_Directive_
Rewrite the lines below, changing every "short-sleeved shirt" to "long-sleeved shirt" and keeping everything else the same.

___ Dataset excerpts ___

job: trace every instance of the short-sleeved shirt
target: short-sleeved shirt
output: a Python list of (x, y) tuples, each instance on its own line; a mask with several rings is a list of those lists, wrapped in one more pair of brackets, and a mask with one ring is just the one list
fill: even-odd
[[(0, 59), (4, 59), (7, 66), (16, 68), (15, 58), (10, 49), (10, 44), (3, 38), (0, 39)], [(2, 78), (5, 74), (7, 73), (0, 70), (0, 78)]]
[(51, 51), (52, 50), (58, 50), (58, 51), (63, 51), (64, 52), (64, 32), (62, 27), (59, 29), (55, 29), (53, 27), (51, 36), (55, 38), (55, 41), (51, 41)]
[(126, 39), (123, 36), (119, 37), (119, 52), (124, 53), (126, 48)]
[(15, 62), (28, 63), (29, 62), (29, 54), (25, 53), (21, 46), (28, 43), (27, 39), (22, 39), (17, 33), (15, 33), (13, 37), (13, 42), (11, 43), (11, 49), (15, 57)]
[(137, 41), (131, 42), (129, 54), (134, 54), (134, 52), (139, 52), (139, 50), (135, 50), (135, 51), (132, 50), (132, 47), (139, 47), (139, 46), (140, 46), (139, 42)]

___

_Completed exercise_
job: trace every instance of the long-sleeved shirt
target: long-sleeved shirt
output: a Python list of (x, y) tuples, each instance on its own line; a mask with several rings is a list of those lists, wrapped in one more pair of brackets, and a mask with one ring is just the one list
fill: even-odd
[[(0, 59), (4, 59), (7, 66), (16, 68), (15, 58), (10, 49), (10, 44), (3, 38), (0, 39)], [(2, 78), (5, 74), (7, 73), (0, 70), (0, 78)]]
[(51, 51), (52, 50), (58, 50), (58, 51), (63, 51), (64, 52), (64, 32), (62, 27), (59, 29), (55, 29), (53, 27), (51, 36), (55, 38), (55, 41), (51, 41)]
[(126, 39), (123, 36), (119, 37), (119, 52), (124, 53), (126, 48)]
[(15, 62), (28, 63), (29, 62), (29, 54), (25, 53), (21, 46), (28, 43), (27, 39), (22, 39), (17, 33), (15, 33), (13, 37), (13, 42), (11, 43), (11, 49), (15, 57)]
[(137, 41), (131, 42), (129, 54), (134, 54), (134, 52), (139, 52), (139, 50), (135, 50), (135, 51), (132, 50), (132, 47), (139, 47), (139, 46), (140, 46), (139, 42)]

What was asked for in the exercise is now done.